**DIRECTION:**
Begin at the line that contains "Where can you see the blue sky" and quote each line exactly through the last one. Leave pictures out.

**GIVEN DATA:**

==*==

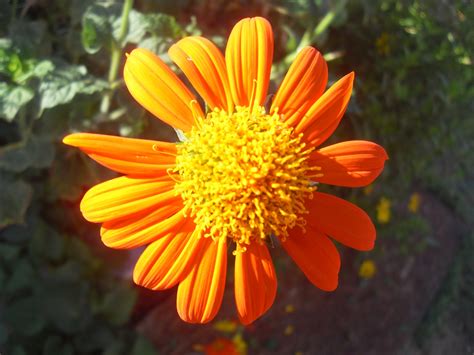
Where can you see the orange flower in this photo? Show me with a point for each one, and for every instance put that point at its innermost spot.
(242, 175)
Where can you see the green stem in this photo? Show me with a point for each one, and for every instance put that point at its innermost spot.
(13, 13)
(116, 53)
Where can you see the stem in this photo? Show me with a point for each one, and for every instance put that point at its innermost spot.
(116, 53)
(13, 13)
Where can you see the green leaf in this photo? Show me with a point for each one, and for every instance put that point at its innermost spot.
(94, 338)
(65, 304)
(98, 25)
(118, 304)
(70, 175)
(47, 243)
(143, 346)
(3, 334)
(21, 278)
(36, 153)
(12, 99)
(60, 86)
(15, 197)
(24, 316)
(31, 37)
(9, 252)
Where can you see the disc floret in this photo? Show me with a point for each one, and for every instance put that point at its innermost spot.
(243, 175)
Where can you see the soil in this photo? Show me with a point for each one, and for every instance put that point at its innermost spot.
(374, 316)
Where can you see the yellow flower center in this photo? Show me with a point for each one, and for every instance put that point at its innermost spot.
(243, 175)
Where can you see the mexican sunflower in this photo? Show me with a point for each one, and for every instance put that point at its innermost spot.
(244, 176)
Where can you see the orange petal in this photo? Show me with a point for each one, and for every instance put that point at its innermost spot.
(168, 260)
(204, 66)
(249, 56)
(352, 163)
(316, 255)
(200, 293)
(341, 220)
(255, 282)
(159, 90)
(126, 155)
(303, 85)
(143, 228)
(125, 196)
(324, 115)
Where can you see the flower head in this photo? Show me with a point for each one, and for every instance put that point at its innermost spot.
(244, 176)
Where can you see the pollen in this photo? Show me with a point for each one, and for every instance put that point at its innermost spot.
(244, 176)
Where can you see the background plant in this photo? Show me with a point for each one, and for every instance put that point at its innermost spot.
(60, 70)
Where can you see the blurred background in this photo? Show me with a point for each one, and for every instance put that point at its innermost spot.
(63, 292)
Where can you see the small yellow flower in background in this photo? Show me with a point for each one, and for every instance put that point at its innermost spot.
(368, 189)
(384, 212)
(289, 330)
(382, 44)
(414, 203)
(240, 344)
(367, 269)
(226, 326)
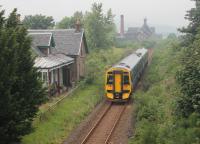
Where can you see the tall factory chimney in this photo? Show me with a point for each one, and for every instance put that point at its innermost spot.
(122, 25)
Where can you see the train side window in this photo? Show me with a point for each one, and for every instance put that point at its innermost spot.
(126, 79)
(110, 79)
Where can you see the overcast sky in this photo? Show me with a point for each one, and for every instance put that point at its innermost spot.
(158, 12)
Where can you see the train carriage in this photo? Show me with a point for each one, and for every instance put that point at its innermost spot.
(122, 78)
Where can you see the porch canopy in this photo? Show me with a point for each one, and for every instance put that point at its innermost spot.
(52, 61)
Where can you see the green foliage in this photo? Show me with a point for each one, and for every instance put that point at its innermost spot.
(20, 89)
(157, 121)
(76, 107)
(188, 76)
(38, 22)
(100, 28)
(69, 22)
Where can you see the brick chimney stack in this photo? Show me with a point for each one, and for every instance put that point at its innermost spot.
(122, 25)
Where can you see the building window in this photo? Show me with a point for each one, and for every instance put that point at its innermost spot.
(44, 77)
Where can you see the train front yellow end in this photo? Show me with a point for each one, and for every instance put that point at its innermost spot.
(118, 85)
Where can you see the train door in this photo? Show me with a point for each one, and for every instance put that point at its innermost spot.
(118, 79)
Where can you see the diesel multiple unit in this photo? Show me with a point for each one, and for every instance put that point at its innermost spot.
(121, 79)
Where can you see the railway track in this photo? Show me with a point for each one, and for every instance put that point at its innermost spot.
(103, 129)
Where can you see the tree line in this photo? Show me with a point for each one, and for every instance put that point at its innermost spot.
(21, 91)
(99, 27)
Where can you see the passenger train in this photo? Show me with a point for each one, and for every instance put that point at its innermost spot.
(122, 78)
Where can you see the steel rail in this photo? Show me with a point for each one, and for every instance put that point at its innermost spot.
(114, 126)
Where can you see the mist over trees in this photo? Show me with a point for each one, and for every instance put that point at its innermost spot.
(69, 22)
(21, 91)
(38, 22)
(189, 75)
(100, 28)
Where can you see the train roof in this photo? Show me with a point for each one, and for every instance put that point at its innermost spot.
(131, 61)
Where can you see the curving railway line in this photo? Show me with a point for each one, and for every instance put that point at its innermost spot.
(103, 129)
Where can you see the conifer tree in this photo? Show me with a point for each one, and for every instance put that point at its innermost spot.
(189, 75)
(21, 90)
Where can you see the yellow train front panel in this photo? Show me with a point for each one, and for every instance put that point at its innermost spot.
(118, 84)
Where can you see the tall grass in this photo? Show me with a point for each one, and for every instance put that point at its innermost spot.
(72, 110)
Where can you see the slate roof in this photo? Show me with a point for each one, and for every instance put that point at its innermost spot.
(67, 41)
(52, 61)
(40, 39)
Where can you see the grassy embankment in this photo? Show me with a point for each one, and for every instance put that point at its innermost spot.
(72, 110)
(156, 100)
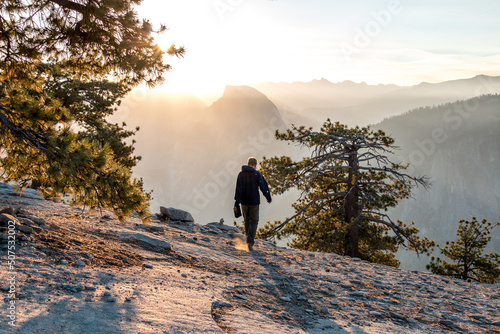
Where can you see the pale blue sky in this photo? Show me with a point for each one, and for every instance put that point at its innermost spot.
(392, 41)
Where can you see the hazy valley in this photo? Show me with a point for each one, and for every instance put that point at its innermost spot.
(198, 150)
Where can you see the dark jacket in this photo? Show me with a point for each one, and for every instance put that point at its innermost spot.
(247, 187)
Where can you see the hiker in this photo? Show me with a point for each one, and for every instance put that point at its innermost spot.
(247, 194)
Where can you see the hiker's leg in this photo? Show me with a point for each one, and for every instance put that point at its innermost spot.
(253, 222)
(246, 217)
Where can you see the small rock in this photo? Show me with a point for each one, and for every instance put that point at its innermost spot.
(447, 323)
(79, 263)
(6, 218)
(241, 297)
(8, 210)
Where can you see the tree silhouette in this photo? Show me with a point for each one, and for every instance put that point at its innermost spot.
(469, 262)
(64, 66)
(347, 185)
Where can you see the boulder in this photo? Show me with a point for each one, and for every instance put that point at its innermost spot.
(146, 242)
(175, 214)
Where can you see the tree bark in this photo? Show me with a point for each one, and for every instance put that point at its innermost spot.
(352, 205)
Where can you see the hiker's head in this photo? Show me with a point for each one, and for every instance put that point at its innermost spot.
(252, 162)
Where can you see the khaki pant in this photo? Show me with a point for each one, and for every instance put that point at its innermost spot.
(251, 216)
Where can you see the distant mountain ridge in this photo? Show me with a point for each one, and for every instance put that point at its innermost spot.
(458, 146)
(362, 104)
(192, 152)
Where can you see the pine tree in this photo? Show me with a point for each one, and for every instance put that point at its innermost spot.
(64, 66)
(469, 262)
(347, 185)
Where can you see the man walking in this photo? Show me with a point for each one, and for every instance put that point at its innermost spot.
(247, 194)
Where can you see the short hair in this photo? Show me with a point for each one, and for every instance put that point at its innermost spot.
(252, 161)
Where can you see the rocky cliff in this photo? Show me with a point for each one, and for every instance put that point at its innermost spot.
(83, 272)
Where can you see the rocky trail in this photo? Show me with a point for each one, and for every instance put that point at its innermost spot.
(77, 271)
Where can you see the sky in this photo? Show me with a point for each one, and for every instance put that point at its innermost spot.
(404, 42)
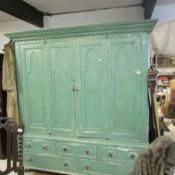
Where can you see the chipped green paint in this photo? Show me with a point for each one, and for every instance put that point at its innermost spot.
(83, 97)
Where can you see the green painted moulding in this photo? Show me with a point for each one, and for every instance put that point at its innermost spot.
(124, 27)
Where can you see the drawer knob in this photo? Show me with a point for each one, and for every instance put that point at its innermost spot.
(29, 145)
(111, 154)
(29, 158)
(65, 149)
(66, 164)
(87, 152)
(132, 155)
(87, 166)
(45, 147)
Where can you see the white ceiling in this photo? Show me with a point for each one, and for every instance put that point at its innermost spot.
(66, 6)
(4, 17)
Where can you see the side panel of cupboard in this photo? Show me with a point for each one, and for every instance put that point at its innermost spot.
(125, 87)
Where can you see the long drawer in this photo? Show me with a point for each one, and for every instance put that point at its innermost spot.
(118, 153)
(76, 149)
(103, 167)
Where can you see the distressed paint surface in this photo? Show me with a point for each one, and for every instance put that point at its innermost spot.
(83, 99)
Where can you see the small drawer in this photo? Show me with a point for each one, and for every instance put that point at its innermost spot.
(103, 167)
(47, 162)
(77, 149)
(118, 153)
(41, 146)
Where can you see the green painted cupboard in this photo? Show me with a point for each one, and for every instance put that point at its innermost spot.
(83, 97)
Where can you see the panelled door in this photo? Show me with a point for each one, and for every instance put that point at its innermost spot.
(34, 88)
(91, 87)
(62, 82)
(125, 87)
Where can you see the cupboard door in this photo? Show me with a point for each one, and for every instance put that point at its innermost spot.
(61, 60)
(33, 87)
(125, 120)
(91, 70)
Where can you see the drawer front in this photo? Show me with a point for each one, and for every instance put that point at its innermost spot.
(77, 149)
(41, 146)
(118, 153)
(58, 164)
(102, 167)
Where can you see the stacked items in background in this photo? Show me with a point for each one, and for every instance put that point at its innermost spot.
(165, 94)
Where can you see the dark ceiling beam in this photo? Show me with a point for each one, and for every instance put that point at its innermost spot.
(23, 11)
(149, 7)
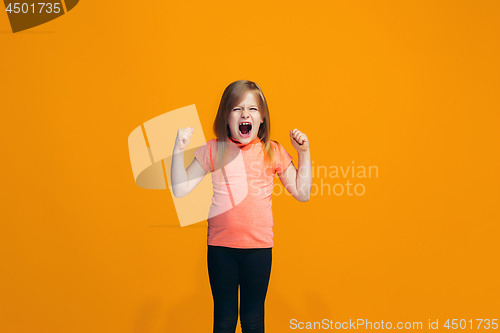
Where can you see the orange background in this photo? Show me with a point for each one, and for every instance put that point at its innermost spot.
(410, 87)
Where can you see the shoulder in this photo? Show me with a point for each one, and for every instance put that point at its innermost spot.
(276, 146)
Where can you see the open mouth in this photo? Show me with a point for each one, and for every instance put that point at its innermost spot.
(245, 129)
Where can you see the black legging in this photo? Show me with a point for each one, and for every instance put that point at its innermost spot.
(250, 268)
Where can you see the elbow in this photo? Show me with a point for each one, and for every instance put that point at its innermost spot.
(177, 193)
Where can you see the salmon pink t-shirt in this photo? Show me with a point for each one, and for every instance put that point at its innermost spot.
(240, 215)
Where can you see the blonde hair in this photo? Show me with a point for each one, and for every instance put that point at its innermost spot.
(232, 96)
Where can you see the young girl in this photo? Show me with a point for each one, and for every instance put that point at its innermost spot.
(243, 161)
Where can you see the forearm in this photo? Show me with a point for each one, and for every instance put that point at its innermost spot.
(304, 176)
(178, 175)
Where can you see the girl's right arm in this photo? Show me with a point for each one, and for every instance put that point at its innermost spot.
(184, 180)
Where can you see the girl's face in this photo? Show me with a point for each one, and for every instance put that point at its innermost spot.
(244, 120)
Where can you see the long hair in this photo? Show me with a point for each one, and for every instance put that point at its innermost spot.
(232, 96)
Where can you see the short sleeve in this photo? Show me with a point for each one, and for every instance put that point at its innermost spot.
(202, 155)
(282, 158)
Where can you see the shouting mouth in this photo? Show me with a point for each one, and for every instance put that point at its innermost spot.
(245, 129)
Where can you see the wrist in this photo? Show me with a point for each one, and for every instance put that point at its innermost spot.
(177, 151)
(304, 152)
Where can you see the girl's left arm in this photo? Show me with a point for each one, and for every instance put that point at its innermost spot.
(298, 182)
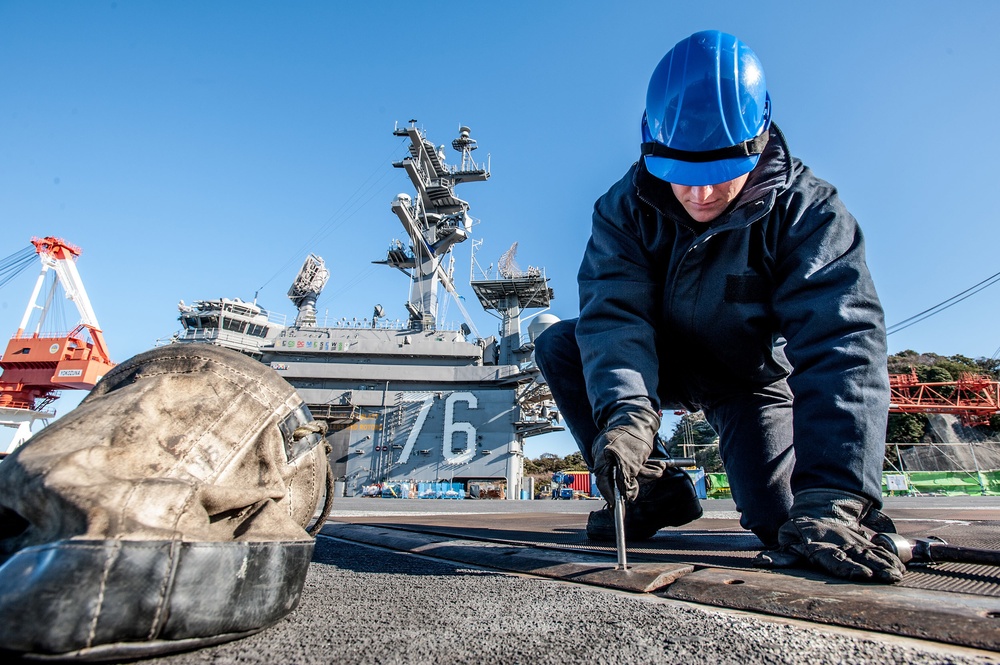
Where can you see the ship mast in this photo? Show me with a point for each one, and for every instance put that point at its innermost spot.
(435, 221)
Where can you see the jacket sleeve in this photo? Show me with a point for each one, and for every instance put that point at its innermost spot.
(619, 292)
(831, 317)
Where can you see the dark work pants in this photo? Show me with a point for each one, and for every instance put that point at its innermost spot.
(754, 428)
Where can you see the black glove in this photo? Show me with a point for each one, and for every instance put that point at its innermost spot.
(625, 443)
(824, 531)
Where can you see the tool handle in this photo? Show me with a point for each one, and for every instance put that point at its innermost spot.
(956, 554)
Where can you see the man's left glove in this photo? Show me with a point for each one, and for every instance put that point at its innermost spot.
(625, 443)
(824, 530)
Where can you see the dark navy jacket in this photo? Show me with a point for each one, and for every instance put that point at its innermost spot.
(677, 312)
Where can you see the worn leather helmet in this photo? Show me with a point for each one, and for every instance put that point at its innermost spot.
(168, 511)
(707, 111)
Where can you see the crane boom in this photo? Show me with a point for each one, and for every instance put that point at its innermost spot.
(36, 365)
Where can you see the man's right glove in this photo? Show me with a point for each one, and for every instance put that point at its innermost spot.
(625, 443)
(824, 531)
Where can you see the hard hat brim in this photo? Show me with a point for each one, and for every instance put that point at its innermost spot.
(698, 174)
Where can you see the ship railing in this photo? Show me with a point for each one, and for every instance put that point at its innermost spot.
(221, 335)
(397, 324)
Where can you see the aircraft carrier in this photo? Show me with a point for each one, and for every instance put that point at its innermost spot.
(416, 408)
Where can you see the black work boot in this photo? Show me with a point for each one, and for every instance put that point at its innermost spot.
(666, 498)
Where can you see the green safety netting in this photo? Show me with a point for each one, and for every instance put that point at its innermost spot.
(912, 483)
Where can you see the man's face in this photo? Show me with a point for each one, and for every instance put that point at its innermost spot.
(707, 202)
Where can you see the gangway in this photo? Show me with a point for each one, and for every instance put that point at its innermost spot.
(37, 364)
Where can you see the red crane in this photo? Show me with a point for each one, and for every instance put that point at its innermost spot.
(37, 364)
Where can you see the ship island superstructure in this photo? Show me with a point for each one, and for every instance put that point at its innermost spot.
(410, 403)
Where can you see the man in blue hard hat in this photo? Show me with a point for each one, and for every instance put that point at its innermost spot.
(722, 275)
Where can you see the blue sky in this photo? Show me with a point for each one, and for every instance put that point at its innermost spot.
(200, 150)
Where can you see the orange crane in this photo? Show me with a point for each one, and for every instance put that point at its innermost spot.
(37, 365)
(973, 397)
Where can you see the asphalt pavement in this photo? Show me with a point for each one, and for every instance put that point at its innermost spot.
(365, 603)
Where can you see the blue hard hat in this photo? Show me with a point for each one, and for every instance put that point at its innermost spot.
(707, 111)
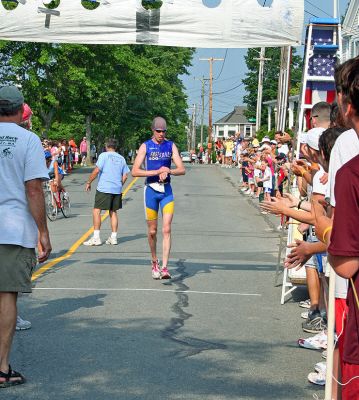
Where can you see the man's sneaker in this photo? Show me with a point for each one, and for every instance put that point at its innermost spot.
(111, 240)
(304, 303)
(165, 274)
(21, 324)
(314, 325)
(316, 342)
(318, 378)
(156, 273)
(321, 366)
(93, 242)
(304, 314)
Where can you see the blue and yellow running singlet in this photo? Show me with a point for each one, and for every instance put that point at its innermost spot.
(157, 156)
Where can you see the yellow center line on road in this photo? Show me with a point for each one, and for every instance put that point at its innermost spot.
(77, 244)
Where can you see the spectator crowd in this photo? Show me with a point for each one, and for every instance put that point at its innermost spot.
(313, 186)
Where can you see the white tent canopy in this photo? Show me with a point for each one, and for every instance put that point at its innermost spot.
(184, 23)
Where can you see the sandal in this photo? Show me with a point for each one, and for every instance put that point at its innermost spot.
(17, 378)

==*==

**OUTPUT FOR THIS TASK:**
Where can you see the blue sky in this photo? Show me with a point for each one, and for every instance put that point at its innermost spot.
(200, 150)
Where can you see the orange crane in this photo? Show me with a point for each one, and for every instance put that point at its innermost spot.
(37, 365)
(973, 397)
Where can you see the asphalt pavement in this photo? Show me with a point for each one, and for every instance put that point at its innermost spot.
(365, 603)
Where can you see the blue hard hat in this photo? Show me with a point for each one, and for every instance put that point at its innermost spot.
(707, 111)
Where can you see the man's sneaker in this photo? Show me with a point for each one, and for every instance put that point at its innermost spot.
(111, 240)
(304, 303)
(165, 274)
(21, 324)
(314, 325)
(316, 342)
(318, 378)
(156, 273)
(321, 366)
(93, 242)
(304, 314)
Where can you see the blue and yellow running singlet in this photo? Show me with a point for each one, and for every instance put that point at its innermost spot.
(157, 156)
Where can you see the yellow center line on road in this photo? Show me with a point for each one, and for every instance put that point at its innermost spot.
(77, 244)
Where can you see the spectator crowd in this photo? Show me with a point for each one, and for every instance put that point at its innermost spot.
(313, 186)
Where can you see the white tent canopy in this photo? Show me with a point for each one, and for every instance put that point at its innermost spot.
(184, 23)
Where can you see the sandal in this photo? Show me with a point for each one, and for every instance put that point at its innermost spot.
(17, 378)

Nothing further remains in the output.